Data provided →

====================

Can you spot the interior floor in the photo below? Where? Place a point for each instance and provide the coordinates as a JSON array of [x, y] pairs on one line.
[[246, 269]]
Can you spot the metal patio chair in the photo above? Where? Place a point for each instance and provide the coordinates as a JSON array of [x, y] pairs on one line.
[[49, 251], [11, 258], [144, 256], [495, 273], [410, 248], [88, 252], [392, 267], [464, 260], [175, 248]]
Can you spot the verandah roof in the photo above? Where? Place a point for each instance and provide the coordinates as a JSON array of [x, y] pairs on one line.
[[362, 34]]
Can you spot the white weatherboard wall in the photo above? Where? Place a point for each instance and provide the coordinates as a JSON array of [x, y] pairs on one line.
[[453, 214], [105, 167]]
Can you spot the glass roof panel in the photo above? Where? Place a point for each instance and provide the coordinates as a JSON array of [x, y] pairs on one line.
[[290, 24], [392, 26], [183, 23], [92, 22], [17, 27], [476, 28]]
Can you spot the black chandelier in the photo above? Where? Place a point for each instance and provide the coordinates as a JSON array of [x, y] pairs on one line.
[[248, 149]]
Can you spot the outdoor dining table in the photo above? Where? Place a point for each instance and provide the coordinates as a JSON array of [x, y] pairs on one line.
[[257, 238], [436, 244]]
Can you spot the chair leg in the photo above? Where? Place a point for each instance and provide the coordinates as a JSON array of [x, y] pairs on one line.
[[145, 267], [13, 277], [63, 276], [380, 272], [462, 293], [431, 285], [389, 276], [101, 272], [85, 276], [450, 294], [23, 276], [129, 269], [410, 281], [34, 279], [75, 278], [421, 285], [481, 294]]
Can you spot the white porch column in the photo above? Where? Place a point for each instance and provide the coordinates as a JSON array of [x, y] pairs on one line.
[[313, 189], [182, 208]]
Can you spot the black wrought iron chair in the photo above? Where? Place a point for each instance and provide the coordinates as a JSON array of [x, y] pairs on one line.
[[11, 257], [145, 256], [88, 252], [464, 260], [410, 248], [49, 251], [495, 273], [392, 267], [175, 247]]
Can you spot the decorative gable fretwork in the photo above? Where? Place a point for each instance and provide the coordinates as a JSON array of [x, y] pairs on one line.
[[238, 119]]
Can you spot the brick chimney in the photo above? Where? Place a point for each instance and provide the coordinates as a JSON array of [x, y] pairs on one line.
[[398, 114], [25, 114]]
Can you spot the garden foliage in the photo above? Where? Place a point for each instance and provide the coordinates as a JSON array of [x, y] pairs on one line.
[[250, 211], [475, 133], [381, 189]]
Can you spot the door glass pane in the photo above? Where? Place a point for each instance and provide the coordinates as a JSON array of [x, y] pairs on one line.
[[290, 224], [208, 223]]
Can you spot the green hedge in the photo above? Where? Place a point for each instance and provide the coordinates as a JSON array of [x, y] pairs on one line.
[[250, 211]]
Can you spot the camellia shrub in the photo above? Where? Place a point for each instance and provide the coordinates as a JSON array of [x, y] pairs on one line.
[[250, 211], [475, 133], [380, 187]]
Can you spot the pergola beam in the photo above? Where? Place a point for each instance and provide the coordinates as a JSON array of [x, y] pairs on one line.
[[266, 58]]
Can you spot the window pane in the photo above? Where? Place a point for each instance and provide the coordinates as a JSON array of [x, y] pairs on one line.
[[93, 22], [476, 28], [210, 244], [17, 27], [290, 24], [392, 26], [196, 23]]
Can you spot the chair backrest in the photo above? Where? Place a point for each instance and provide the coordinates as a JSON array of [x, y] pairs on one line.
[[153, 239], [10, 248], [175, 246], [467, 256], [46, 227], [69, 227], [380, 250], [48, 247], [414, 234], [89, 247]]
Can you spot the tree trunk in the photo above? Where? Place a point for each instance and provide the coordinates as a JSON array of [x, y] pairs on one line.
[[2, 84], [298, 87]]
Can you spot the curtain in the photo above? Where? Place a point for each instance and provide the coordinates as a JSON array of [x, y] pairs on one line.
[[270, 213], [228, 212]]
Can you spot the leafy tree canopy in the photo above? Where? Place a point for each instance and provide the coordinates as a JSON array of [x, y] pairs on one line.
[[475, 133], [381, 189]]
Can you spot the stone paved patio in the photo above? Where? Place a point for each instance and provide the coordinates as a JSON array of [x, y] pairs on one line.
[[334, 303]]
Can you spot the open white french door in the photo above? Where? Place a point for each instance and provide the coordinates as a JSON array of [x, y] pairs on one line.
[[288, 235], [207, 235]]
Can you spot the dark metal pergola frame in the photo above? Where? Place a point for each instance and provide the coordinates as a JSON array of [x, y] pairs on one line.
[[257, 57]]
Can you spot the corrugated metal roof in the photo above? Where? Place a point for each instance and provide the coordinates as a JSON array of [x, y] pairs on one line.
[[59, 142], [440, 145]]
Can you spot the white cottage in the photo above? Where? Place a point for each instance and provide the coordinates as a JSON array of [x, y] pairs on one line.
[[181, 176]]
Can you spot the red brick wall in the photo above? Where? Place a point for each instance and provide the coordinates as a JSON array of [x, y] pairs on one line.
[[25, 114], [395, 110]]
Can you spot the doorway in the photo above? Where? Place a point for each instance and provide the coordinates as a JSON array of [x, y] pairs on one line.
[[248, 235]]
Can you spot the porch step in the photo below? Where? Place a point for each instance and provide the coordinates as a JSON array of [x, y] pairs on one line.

====================

Work task →
Output the full listing exactly as it stands.

Answer to this task →
Can you spot the interior floor in the photo below? Where? Place a point for each instance and provide the coordinates as a JSON array of [x, y] pairs on one line.
[[246, 269]]
Can you spot the metal patio chair in the photo above? Where? Place a point for each instance and provide the coordinates as a JSON array of [x, y] pairs on one line.
[[49, 251], [11, 258], [144, 256], [495, 273], [410, 248], [88, 252], [392, 267], [464, 260], [175, 248]]
Can you spot the verandah roof in the photo above? Where? Place a point for each instance and provide the coordinates as a JSON array of [x, y] pairs on one line.
[[362, 34]]
Can you spot the white weatherboard wall in the photo above? Where? Place a point for each instance and provide the coordinates as a JSON array of [x, y] pairs on one line.
[[453, 214], [105, 167]]
Can you spot the glass roof panel in the photo above? Where? Place a point for each instance and provide the coordinates as a JSON array of [x, y] pairs on one line.
[[290, 24], [392, 26], [183, 23], [92, 22], [17, 27], [476, 28]]
Can you spot the black chandelier in the photo above? Where? Place a point for each instance and provide the coordinates as a JSON array of [x, y] pairs on one line.
[[248, 149]]
Can you spot the outdoor dining table in the photo above? Where? Place a point for each instance and provide the coordinates as a JSON array of [x, y] pairs on one line.
[[257, 238], [436, 244]]
Can you spot the chair leg in the photo above? Where? Place a point for each instance and provide the coordinates as a JSON array of [x, y] pairs on one line.
[[145, 267], [13, 277], [63, 276], [380, 272], [462, 293], [431, 285], [389, 276], [101, 272], [85, 276], [450, 294], [23, 276], [129, 269], [410, 281], [34, 279], [75, 278], [421, 285], [481, 294]]
Can you spot the white porch column in the photo above? Where? Place a point for each instance and provide the coordinates as a JSON array of [x, y] pairs on one line.
[[313, 189], [182, 208]]
Can you spot the black wrought iron chair in the photo above? Where? Place a point for each instance and provide the coordinates as a JSON array of [x, y] pairs on one line.
[[11, 257], [145, 256], [88, 252], [464, 260], [410, 248], [49, 251], [495, 273], [392, 267], [175, 247]]
Can you spot the decorative gable fretwork in the photo above? Where? Place a point for each instance and provide the coordinates as a JSON array of [x, y] pairs on one line.
[[238, 119]]
Can you spot the brick chimney in the photo above? Where? Place a point for each instance and provide the coordinates as a JSON array of [x, y] pairs on one line.
[[398, 114], [25, 114]]
Can you spot the garden foliage in the photo above? Where? Place a point for each instance and provide the coordinates as a JSON array of [x, y] pairs on one line.
[[250, 211], [475, 133], [381, 189]]
Can you spot the door glass pane in the photo above? Where? Place a point for each instance and provide the coordinates as a JSON array of [x, y] pairs on one line.
[[290, 224], [208, 223]]
Can you spot the green hedge in the photo above? Where? Place a point for each instance and provide the coordinates as a JSON array of [x, y] pairs on one line.
[[250, 211]]
Can you spot the camellia shrub in the photo above? Where? Place a point for each instance and provide the coordinates as a JSON array of [x, y] pairs on one line.
[[250, 211], [475, 133], [380, 187]]
Can you spot the pergola beam in the photo above? Where? Place a point for each instance and provide the coordinates as a JSON array of [x, y] pairs on one line.
[[266, 58]]
Can you spot the window pane in the photo above? Where? Place a point for each instance and provide the coordinates as a JSON array of [x, y] pairs on one line.
[[93, 22], [476, 28], [210, 244], [17, 27], [290, 24], [392, 26], [196, 23]]
Can you spot the chair backrest in the photo above? Where? Place a point for each instance and provide the coordinates as a JSON array of [x, y] pairs on one line.
[[153, 239], [10, 248], [175, 246], [467, 256], [46, 227], [69, 227], [380, 250], [48, 247], [414, 234], [89, 247]]
Can you spot the tree trunk in the photo above? Where? Place a point for each instance and provide the coordinates as a JSON array of [x, y] pairs on one line.
[[2, 84], [298, 87]]
Can you spot the curtain in the photo above? Where? Place a point for each instance and provide the coordinates as a JSON array of [x, y] pairs on one line.
[[270, 213], [228, 212]]
Can you spot the leafy tree canopy in the photo above? Where? Place a point for each instance and provide the coordinates as a JSON array of [x, y] pairs on one line.
[[475, 133], [381, 189]]
Can you spot the stone paved patio in the photo above? Where? Place a point for each instance and provide the coordinates as a JSON array of [x, y] pairs on one line.
[[334, 303]]
Can you spot the open white french door in the photo above? Where? Place a point for each instance and provide the coordinates as a JSON array of [x, y] pairs on one line.
[[288, 235], [207, 235]]
Can you spot the dark metal pergola frame in the photo above? Where? Place a point for each instance and provide the coordinates as a JSON array of [x, y] pairs on one line.
[[257, 57]]
Can you spot the corrugated metal roof in the photo above? Where? Place a point for each instance and provide the coordinates as a JSON array of [x, y] pairs on one line.
[[59, 142], [440, 145]]
Can you spot the white cottage in the photo above? Where? Place a point for each instance and provide the coordinates as a JSON array of [x, y] pairs on one line.
[[181, 176]]
Can you spot the red brick wall in the photo above? Where? Place a point for each instance and provide the coordinates as a JSON array of [x, y] pairs on one line.
[[25, 114], [395, 110]]
Can you spot the doorway in the photo above? Where? Place a point for each instance and provide the coordinates as a JSON array of [x, y] pairs on one line.
[[248, 235]]
Can you spot the porch step in the photo below? Where? Place a point for each instance and provide the coordinates as a JSON array of [x, y] pairs on one line.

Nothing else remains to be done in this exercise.